Stated task
From the entries that follow, pull out every line containing the word "below". Only matches with the same capitalization count.

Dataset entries
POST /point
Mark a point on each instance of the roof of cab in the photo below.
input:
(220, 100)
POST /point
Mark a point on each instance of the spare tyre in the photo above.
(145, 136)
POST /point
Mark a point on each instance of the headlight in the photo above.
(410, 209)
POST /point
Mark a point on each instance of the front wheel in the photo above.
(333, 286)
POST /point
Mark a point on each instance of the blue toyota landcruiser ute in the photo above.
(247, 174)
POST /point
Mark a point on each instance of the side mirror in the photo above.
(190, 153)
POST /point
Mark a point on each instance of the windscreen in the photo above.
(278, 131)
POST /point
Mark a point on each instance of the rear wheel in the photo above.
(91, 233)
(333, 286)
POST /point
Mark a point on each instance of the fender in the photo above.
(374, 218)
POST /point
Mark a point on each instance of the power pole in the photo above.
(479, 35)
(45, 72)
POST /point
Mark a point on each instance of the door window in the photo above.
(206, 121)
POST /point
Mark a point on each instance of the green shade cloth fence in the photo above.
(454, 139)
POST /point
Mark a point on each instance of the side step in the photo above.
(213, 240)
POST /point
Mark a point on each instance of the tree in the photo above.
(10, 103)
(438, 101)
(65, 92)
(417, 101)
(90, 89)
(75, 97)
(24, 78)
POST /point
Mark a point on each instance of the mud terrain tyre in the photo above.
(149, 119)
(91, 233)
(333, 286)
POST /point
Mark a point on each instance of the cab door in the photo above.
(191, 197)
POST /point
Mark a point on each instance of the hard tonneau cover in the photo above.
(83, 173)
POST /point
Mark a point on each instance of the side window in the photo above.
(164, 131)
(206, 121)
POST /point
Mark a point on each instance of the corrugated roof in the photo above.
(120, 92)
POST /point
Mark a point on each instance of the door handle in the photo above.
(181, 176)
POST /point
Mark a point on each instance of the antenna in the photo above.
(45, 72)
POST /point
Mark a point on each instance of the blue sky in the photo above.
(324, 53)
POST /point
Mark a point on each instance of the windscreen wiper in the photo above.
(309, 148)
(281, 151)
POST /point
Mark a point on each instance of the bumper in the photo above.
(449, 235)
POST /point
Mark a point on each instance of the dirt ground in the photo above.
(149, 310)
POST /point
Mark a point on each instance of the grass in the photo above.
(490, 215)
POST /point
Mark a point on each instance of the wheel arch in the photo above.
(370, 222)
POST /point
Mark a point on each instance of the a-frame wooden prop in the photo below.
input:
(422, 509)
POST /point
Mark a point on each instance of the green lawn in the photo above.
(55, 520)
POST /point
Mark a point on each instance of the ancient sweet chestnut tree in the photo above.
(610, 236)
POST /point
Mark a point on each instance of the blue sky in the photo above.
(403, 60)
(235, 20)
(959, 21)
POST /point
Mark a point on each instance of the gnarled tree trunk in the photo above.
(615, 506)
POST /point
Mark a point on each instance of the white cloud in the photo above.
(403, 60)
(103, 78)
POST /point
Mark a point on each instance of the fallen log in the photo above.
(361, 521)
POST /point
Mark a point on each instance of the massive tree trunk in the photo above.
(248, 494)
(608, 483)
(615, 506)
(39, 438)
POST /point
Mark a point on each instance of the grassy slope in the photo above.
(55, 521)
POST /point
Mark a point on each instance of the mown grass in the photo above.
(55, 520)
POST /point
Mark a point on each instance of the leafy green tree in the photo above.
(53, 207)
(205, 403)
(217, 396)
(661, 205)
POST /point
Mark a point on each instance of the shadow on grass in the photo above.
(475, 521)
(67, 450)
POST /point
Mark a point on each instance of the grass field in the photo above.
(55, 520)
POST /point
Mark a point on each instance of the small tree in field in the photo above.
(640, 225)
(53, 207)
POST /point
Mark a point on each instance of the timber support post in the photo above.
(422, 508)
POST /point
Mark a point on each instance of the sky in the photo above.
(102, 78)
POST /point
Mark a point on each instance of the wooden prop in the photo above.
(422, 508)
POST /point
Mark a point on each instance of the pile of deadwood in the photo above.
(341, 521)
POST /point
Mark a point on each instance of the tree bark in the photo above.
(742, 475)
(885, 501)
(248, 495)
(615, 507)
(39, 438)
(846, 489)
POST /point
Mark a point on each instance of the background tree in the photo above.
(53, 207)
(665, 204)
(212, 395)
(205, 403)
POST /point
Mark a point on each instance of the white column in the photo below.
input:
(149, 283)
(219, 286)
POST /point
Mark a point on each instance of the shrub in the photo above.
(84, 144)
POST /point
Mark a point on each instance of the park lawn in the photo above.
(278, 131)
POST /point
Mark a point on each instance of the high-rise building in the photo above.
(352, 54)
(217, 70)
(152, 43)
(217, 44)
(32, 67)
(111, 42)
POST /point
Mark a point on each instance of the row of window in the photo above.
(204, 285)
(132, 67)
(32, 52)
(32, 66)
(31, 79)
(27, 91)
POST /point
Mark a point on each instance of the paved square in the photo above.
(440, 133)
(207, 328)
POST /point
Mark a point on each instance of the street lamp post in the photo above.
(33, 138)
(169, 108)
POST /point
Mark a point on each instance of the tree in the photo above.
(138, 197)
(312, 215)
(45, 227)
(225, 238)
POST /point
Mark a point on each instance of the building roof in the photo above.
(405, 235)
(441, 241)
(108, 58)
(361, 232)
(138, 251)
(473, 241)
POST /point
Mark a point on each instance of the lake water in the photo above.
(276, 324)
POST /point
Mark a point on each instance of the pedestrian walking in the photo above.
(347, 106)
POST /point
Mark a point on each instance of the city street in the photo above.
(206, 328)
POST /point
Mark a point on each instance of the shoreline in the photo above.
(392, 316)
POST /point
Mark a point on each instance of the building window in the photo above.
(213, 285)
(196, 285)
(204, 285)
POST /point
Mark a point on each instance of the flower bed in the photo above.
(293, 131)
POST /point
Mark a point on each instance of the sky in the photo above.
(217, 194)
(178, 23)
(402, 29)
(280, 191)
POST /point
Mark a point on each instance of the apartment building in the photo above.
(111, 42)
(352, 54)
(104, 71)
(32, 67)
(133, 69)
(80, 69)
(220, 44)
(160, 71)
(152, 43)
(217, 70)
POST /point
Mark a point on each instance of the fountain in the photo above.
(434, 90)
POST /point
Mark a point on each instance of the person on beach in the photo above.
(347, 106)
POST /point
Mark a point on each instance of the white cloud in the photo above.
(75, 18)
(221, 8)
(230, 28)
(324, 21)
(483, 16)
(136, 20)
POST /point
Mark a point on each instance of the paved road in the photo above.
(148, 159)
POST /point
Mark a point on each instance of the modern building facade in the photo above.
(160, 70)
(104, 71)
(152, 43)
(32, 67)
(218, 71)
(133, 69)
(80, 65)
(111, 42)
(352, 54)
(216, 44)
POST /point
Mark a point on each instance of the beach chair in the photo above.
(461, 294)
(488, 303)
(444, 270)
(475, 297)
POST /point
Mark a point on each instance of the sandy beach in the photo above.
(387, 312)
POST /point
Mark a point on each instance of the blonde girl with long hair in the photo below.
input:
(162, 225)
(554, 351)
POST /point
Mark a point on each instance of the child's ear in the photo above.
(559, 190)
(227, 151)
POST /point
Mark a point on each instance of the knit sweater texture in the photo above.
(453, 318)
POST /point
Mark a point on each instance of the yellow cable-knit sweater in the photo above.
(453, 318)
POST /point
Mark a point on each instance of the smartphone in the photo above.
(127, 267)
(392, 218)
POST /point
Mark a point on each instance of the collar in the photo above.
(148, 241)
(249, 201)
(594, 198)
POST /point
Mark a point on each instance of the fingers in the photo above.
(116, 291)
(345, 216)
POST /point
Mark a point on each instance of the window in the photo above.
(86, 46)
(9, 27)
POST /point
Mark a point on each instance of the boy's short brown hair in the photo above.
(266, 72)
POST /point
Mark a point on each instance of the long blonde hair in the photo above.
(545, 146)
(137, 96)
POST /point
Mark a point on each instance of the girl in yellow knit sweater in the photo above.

Response to this exercise
Mark a point on each instance of the roof of cab in the photo below.
Mark a point on each instance of the a-frame wooden prop in the photo below.
Mark a point on each instance of the white column in the photo below.
Mark a point on each instance of the blonde girl with long hair in the photo below.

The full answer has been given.